> **WHAT YOU HAVE TO DO**:
Each record below should be output verbatim, without pictures.

* Start *

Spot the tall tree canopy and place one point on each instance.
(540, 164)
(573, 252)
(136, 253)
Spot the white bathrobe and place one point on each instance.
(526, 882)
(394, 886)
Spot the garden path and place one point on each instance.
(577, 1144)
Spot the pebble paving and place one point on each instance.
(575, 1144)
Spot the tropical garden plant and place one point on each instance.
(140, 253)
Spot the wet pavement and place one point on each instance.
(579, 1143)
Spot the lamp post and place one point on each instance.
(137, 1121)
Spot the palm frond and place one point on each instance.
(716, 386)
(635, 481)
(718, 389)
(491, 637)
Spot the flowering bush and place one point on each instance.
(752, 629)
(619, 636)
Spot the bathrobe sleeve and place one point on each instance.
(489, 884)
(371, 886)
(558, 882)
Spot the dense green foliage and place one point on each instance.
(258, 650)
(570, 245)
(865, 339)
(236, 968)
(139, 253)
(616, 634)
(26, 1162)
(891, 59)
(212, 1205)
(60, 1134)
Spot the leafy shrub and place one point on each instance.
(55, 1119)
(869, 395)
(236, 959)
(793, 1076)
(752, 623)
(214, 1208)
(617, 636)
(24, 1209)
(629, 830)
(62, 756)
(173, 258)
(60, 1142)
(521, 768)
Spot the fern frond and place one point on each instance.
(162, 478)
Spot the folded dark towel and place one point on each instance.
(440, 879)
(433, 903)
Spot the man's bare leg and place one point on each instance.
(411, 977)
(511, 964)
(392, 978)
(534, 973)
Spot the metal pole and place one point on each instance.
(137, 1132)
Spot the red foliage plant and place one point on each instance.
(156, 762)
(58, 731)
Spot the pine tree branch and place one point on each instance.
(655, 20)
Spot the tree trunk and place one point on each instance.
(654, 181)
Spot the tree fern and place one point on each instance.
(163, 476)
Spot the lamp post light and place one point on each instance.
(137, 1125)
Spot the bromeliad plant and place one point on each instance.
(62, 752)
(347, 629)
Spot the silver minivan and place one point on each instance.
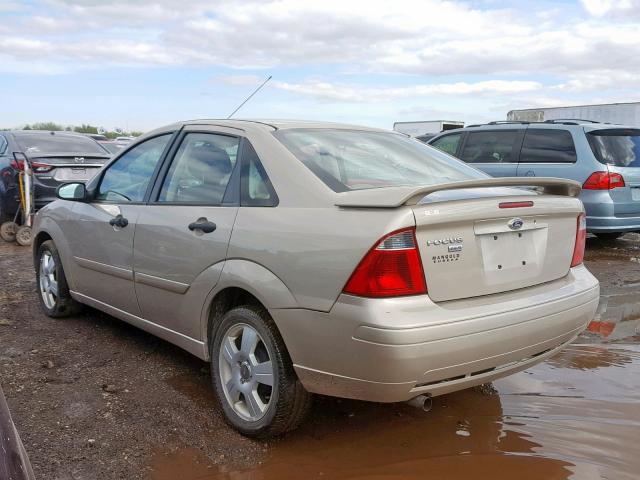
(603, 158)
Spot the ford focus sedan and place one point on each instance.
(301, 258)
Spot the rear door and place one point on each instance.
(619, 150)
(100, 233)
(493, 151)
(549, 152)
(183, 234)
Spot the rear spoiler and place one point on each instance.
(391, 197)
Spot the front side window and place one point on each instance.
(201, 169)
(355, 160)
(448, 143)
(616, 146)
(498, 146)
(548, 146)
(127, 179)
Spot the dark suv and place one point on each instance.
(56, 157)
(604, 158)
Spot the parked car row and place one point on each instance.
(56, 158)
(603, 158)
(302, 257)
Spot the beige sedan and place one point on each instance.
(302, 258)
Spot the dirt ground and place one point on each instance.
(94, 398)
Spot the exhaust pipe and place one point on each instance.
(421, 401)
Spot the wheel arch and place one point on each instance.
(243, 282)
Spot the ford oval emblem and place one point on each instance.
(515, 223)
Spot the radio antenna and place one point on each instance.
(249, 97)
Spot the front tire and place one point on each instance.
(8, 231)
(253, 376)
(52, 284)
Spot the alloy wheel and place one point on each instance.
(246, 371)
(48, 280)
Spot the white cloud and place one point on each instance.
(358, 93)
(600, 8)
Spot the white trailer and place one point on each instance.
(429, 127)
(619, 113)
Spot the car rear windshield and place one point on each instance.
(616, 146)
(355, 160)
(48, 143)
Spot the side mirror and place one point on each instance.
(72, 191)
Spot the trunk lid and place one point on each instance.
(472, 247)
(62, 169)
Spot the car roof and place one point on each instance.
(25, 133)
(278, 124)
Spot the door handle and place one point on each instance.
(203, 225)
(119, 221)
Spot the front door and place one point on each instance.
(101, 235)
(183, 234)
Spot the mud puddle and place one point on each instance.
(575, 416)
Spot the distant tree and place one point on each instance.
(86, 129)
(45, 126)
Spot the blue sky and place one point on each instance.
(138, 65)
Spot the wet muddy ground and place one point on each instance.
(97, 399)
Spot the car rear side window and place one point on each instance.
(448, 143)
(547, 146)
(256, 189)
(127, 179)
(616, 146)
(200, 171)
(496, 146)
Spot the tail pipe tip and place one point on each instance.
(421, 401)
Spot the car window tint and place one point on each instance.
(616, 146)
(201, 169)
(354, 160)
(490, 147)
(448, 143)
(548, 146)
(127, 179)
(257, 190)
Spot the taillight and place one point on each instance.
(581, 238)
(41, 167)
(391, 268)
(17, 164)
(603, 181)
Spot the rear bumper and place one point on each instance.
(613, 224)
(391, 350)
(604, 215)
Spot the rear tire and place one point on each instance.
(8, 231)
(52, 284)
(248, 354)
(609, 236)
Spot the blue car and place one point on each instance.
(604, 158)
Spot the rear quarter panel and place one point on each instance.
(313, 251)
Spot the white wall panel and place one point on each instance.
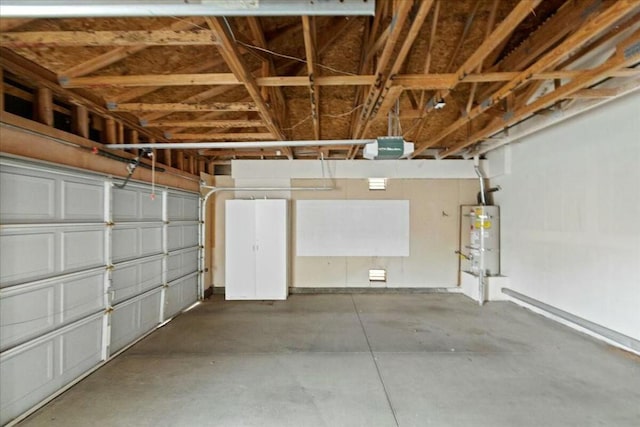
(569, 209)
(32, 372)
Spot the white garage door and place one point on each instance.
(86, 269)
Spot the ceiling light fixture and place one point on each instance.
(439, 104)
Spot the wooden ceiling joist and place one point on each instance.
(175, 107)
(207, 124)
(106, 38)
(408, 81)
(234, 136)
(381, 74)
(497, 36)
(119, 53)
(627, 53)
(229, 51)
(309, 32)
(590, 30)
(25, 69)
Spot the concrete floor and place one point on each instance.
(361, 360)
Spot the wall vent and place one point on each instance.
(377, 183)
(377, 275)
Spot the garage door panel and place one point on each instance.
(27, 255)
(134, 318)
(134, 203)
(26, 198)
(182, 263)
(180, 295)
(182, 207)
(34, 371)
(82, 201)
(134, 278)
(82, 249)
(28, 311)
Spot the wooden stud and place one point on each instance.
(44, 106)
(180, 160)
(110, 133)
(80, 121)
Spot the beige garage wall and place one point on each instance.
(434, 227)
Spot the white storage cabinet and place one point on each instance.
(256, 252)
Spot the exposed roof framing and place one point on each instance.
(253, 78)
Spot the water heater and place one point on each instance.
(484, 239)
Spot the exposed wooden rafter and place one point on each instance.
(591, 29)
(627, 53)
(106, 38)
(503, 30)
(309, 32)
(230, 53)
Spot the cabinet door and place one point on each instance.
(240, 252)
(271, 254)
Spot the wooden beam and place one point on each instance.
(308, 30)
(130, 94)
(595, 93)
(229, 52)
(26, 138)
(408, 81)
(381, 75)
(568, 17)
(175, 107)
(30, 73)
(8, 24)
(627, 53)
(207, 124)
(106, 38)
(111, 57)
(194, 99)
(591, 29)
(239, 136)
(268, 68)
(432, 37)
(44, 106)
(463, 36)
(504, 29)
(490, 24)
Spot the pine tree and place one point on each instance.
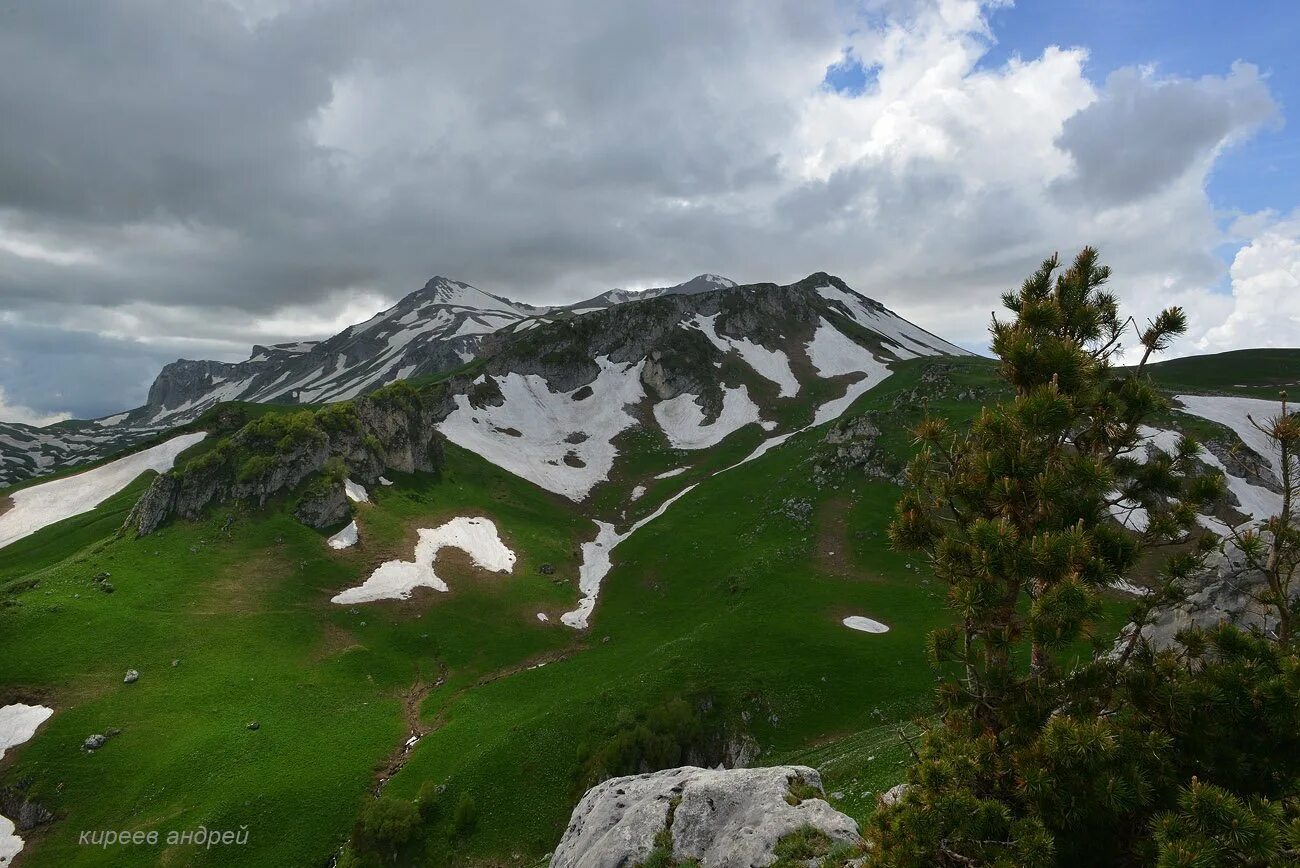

* End *

> **WRITTEN ANSWER**:
Spot the tall tree canopy and place one point on each instance.
(540, 164)
(573, 252)
(136, 253)
Spot the white bathrobe and place one point on each instance.
(526, 882)
(394, 886)
Spot the garden path and place one point on each instance.
(577, 1144)
Spot the pebble paving and place one point on each instance.
(575, 1144)
Spot the tropical garden plant and place one point on each instance.
(140, 253)
Spot the wet pavement and place one point on each instance.
(579, 1143)
Spot the lamp post and place one point on each instance.
(137, 1121)
Spot the palm frond and place one point on each instance.
(716, 386)
(635, 481)
(718, 389)
(491, 637)
Spot the flowering bush and place one point on each instance.
(752, 629)
(619, 636)
Spot the bathrobe sleeve and place one point on each instance.
(489, 884)
(371, 886)
(558, 882)
Spot the dense green foliage and place one point on each instance.
(258, 650)
(570, 245)
(865, 339)
(236, 968)
(139, 253)
(616, 634)
(26, 1162)
(891, 59)
(212, 1205)
(60, 1134)
Spot the leafy shrub and place one point on each instance.
(55, 1119)
(869, 395)
(236, 959)
(793, 1076)
(752, 623)
(214, 1208)
(617, 636)
(24, 1209)
(629, 830)
(62, 756)
(173, 258)
(60, 1142)
(521, 768)
Spot the fern frond and place one point on each instance.
(162, 478)
Spot the folded dark towel and place one point on each instance.
(440, 879)
(433, 903)
Spot the man's bare leg and place one point on each instance.
(411, 977)
(511, 964)
(392, 978)
(534, 973)
Spot the metal pole and place one point on each instance.
(137, 1132)
Spot the red foliage plant and place one point on each instance.
(156, 762)
(58, 731)
Spot the pine tree branch and place one point on each instance.
(655, 20)
Spot the tree trunk and place one point on each instance.
(654, 181)
Spot the tree fern and place one point on each instance.
(163, 476)
Spot the lamp post light and place one point on each instance.
(137, 1125)
Spot the bromeliad plant and place one point on each instance.
(62, 752)
(347, 629)
Spot the silver minivan and place one point on each instance.
(603, 158)
Spot the ford focus sedan and place one point on each instance.
(301, 258)
Spot the rear door and place one point on each instance.
(619, 150)
(100, 233)
(493, 151)
(549, 152)
(183, 234)
Spot the rear spoiler and place one point on each instance.
(391, 197)
Spot the front side window and place one point on each instance.
(201, 169)
(355, 160)
(448, 143)
(616, 146)
(498, 146)
(548, 146)
(127, 179)
Spot the dark suv and place one point on each instance.
(56, 157)
(604, 158)
Spot the parked car row and place one point on each instance.
(56, 158)
(603, 158)
(302, 257)
Spot the beige sedan and place one point on each instance.
(302, 258)
Spot the dirt ground and place one point on each instance.
(94, 398)
Spot the exhaust pipe and place one point on each instance.
(421, 401)
Spot the wheel arch and place one point on each instance.
(243, 282)
Spot the ford oval emblem and place one point on each instance.
(515, 223)
Spot the radio antenna and place one point on each instance.
(249, 97)
Spot the front tire and place one point on each instance.
(8, 231)
(253, 376)
(52, 284)
Spot the alloy wheel and place one point on each instance.
(246, 371)
(48, 280)
Spot the white cloud and place one point on each instance.
(358, 93)
(600, 8)
Spot the white trailer and place one point on each instance.
(429, 127)
(619, 113)
Spot the car rear windshield and place one point on each instance.
(616, 146)
(355, 160)
(48, 143)
Spot the side mirror and place one point on each instance.
(72, 191)
Spot the trunk lid and place one point on each instance.
(472, 247)
(62, 169)
Spot the car roof and place one point on each instance.
(25, 133)
(278, 124)
Spot the door handle and place one point on each instance.
(203, 225)
(119, 221)
Spot the front door and place one point on each instance.
(101, 235)
(183, 234)
Spot the mud puddle and place one point on each instance.
(575, 416)
Spot the distant tree and place one point on each instance.
(86, 129)
(45, 126)
Spot the blue sky and place one point on each instance.
(138, 65)
Spot the wet muddy ground and place one point on each instance.
(97, 399)
Spot the car rear side window and place one point on each instance.
(448, 143)
(547, 146)
(256, 189)
(127, 179)
(616, 146)
(200, 171)
(496, 146)
Spot the tail pipe tip and place one point on each instance.
(421, 401)
Spot the car window tint and place one point on each instance.
(616, 146)
(201, 169)
(354, 160)
(490, 147)
(448, 143)
(548, 146)
(127, 179)
(257, 190)
Spot the taillight and place one point on each instance.
(581, 238)
(41, 167)
(391, 268)
(17, 164)
(603, 181)
Spot the rear bumper and place one point on each instance.
(613, 224)
(391, 350)
(604, 215)
Spot the rear tire and place one point on each instance.
(8, 231)
(52, 284)
(248, 354)
(609, 236)
Spot the blue car and place one point on each instance.
(604, 158)
Spot the rear quarter panel and place one point on each instance.
(313, 251)
Spot the white wall panel and place one point on each instance.
(569, 209)
(32, 372)
Spot the white garage door and place one point on each instance.
(86, 269)
Spot the ceiling light fixture and place one point on each instance.
(439, 104)
Spot the wooden ceiling joist and place one point on each instance.
(175, 107)
(207, 124)
(106, 38)
(408, 81)
(234, 136)
(381, 74)
(497, 36)
(119, 53)
(627, 53)
(229, 51)
(309, 32)
(590, 30)
(25, 69)
Spot the concrete floor and place one point on each instance.
(361, 360)
Spot the wall vent and place one point on each instance.
(377, 183)
(377, 275)
Spot the garage door panel and place one point on each instance.
(27, 255)
(134, 318)
(134, 203)
(26, 198)
(182, 263)
(180, 295)
(182, 207)
(34, 371)
(82, 201)
(134, 278)
(82, 249)
(28, 311)
Spot the wooden stud and place one point on each instance.
(44, 106)
(180, 160)
(110, 133)
(80, 121)
Spot the beige garage wall and place one point on each instance.
(434, 227)
Spot the white storage cabinet and place one point on each instance.
(256, 252)
Spot the exposed roof framing and place one point on each instance.
(253, 78)
Spot the water heater and place one point on each instance.
(484, 239)
Spot the exposed wooden rafter and place one point on each instance.
(591, 29)
(627, 53)
(106, 38)
(503, 30)
(309, 32)
(230, 53)
Spot the cabinet door and place one point on each instance.
(240, 252)
(271, 254)
Spot the wooden beam and place one point on each instance.
(308, 30)
(130, 94)
(595, 93)
(229, 52)
(26, 138)
(408, 81)
(381, 75)
(568, 17)
(175, 107)
(30, 73)
(8, 24)
(627, 53)
(207, 124)
(106, 38)
(111, 57)
(194, 99)
(591, 29)
(239, 136)
(268, 68)
(432, 37)
(44, 106)
(463, 36)
(504, 29)
(490, 24)
Spot the pine tree and place one point on each instance.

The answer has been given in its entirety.